→ **EXERCISE GOAL**:
An answer that reproduces all the entries exactly is what is needed.

→ **Stored items**:
##############################
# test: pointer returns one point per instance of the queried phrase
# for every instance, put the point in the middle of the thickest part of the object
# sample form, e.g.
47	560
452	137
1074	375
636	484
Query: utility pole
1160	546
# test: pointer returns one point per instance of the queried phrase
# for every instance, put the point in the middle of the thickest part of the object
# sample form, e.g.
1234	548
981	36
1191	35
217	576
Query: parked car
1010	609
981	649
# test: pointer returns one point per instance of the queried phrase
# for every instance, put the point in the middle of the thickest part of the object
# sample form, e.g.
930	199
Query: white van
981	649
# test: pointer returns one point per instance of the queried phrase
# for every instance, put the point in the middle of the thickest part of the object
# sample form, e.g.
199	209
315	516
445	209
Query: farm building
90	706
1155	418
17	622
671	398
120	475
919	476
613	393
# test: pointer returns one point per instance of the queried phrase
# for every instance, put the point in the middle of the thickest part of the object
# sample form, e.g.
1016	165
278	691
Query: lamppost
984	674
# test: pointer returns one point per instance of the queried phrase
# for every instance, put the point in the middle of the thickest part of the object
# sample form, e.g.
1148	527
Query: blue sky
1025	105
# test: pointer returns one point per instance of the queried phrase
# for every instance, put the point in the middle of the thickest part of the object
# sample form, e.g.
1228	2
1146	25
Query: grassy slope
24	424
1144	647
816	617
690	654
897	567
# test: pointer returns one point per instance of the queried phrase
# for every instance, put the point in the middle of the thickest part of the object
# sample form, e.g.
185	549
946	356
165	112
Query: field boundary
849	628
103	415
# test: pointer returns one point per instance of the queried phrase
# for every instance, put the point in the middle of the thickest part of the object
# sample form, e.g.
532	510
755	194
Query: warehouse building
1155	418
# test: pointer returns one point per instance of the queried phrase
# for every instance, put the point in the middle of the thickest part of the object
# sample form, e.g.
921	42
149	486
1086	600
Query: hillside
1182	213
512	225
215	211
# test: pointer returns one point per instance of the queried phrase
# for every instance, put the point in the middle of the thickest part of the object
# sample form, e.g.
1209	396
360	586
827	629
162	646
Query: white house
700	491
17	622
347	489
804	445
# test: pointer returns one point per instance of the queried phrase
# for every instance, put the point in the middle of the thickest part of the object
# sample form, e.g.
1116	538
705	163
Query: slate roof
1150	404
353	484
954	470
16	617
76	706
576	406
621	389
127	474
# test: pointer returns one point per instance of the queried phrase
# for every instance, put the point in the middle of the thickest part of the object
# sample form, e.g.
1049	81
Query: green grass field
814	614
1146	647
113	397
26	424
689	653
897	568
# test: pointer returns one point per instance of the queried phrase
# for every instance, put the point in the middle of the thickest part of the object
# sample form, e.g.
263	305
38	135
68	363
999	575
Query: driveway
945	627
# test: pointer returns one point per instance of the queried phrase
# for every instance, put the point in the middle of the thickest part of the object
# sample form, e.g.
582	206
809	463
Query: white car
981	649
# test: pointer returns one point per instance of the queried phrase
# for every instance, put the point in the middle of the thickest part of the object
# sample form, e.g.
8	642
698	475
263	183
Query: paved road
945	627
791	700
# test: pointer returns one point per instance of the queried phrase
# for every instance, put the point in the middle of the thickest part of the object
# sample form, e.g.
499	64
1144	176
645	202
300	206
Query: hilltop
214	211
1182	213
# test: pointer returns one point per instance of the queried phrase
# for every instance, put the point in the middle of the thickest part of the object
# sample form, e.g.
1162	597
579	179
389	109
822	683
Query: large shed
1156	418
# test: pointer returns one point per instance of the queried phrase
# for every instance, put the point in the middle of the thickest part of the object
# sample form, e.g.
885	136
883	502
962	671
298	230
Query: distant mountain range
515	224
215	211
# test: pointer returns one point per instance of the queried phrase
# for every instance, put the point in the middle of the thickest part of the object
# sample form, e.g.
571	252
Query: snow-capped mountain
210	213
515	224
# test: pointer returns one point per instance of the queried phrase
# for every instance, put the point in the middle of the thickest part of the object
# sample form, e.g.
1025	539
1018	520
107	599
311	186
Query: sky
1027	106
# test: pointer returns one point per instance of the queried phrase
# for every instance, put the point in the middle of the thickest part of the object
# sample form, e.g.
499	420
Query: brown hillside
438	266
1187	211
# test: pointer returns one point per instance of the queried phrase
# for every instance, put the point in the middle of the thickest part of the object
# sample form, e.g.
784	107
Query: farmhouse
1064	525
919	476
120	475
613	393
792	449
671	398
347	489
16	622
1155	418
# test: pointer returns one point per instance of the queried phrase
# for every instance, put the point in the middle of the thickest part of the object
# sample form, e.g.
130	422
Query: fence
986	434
##############################
→ **RESPONSE FOR THIS EXERCISE**:
# test: pointer returns one point per instance of the queried phrase
# for every instance, put the point in the middle of the thickest part of the object
# sample form, e.g.
47	560
452	137
1074	375
636	484
Query: utility pole
1160	546
# test: pointer returns one point per instance of the queried phrase
# for every instance, put the point in the middle of the thickest part of the object
# sample form, e.g.
1234	548
981	36
1191	35
217	576
Query: parked car
1010	609
981	649
# test: pointer returns one point per instance of the queried phrase
# for every instance, put the point in the middle of the thickest part of the object
# sample form, e.g.
930	199
Query: white van
981	649
# test: pointer returns one point per instance of the queried phrase
# for every instance, put the point in the middle of the thickest part of the object
# sample form, e.g.
199	209
315	516
445	209
Query: farm building
90	706
1155	418
17	622
671	398
120	475
919	476
613	393
# test: pointer returns one point per instance of the queried phrase
# for every instance, put the point in the middle of the thickest part of the object
# sample form, e.g.
1016	165
278	691
Query: lamppost
984	674
# test: pointer returns one point per instance of the queried phrase
# for every instance, put the point in the middle of the thickest part of the object
# sample form, e.g.
1148	527
Query: blue sky
1025	105
# test: pointer returns one point per instance of the queried phrase
# for every instance, put the point in the middle of the thickest part of the object
# sample form, e.g.
1228	2
1146	25
Query: grassy slope
24	424
1144	647
816	617
690	654
897	567
# test: pointer returns one point per instance of the queried phrase
# for every instance, put the point in the middle of the thickest part of the object
# sample form, e.g.
185	549
946	356
165	112
Query: field boundary
849	628
103	415
# test: pointer returns one point per instance of the queried phrase
# for every instance, put the point in the middle of the thickest part of the object
# sample form, e.g.
532	510
755	194
Query: warehouse building
1155	418
# test: pointer returns one point per instance of the queried phrase
# for every instance, put the point in the middle of the thickest part of the object
# sample form, e.g.
921	42
149	486
1086	600
Query: hillside
1182	213
512	225
215	211
# test: pointer returns one point per instance of the queried phrase
# for every instance, put the point in the middle of the thickest part of the object
# sample form, e.g.
1209	396
360	586
827	629
162	646
Query: white house
700	491
17	622
347	489
804	445
# test: pointer returns one point per instance of the queried phrase
# for every instance, put the point in the middle of the thickest part of the object
# sample form, e.g.
1116	538
705	163
Query: slate roof
1150	404
353	484
954	470
16	617
76	706
576	406
621	389
127	474
# test: pointer returns one point per instance of the queried phrase
# for every instance, put the point in the middle of the thickest part of the object
# sample form, e.g.
1049	81
Query: green grass field
814	614
1146	647
113	397
26	424
689	653
897	568
# test: pointer returns one point per instance of the queried phrase
# for every instance, put the point in the middle of the thickest part of the object
# sample form, e.g.
263	305
38	135
68	363
999	575
Query: driveway
945	627
# test: pointer returns one point per instance of the queried phrase
# for every instance, put the point in the middle of the thickest part of the object
# sample form, e.g.
582	206
809	463
Query: white car
981	649
# test: pointer returns one point per instance of the queried phrase
# for every instance, put the point in the middle of the thickest part of the object
# sample form, e.g.
8	642
698	475
263	183
Query: paved road
945	627
791	700
# test: pointer returns one point per instance of the queried phrase
# for every instance, put the point in the middle of the thickest part of the object
# sample form, e.g.
499	64
1144	176
645	202
300	206
Query: hilltop
214	211
1182	213
# test: pointer returns one point per instance of the queried phrase
# for every instance, put the point in the middle of the thickest part of the object
# sample form, e.g.
1162	597
579	179
389	109
822	683
Query: large shed
1156	418
# test: pointer returns one point per instance of the queried phrase
# for every instance, put the point in the middle of the thickest part of the object
# sample form, e.g.
885	136
883	502
962	671
298	230
Query: distant mountain range
515	224
215	211
# test: pointer returns one point per instance of the queried phrase
# for every instance, put the point in the middle of the thickest part of the object
# sample form, e.g.
571	252
Query: snow-capped mountain
210	213
515	224
# test: pointer returns one point per instance of the queried phrase
# for every instance, put the point in the middle of the thickest part of the object
# sample form, e.g.
1025	539
1018	520
107	599
311	186
Query: sky
1027	106
# test: pointer returns one point per instance of the queried phrase
# for every instance, put the point in the middle of the thickest part of the object
# sample form, e.g.
499	420
Query: brown hillside
438	266
1187	211
# test: pointer returns one point per instance of the queried phrase
# for every instance, put the point in the middle of the thickest part of the object
# sample form, e.g.
784	107
Query: farmhouse
1064	525
919	476
120	475
613	393
792	449
671	398
347	489
16	622
1155	418
# test: pointer returns one point per instance of the queried phrase
# for every instance, put the point in the middle of the thickest part of the object
# sample form, e.g.
130	422
Query: fence
986	434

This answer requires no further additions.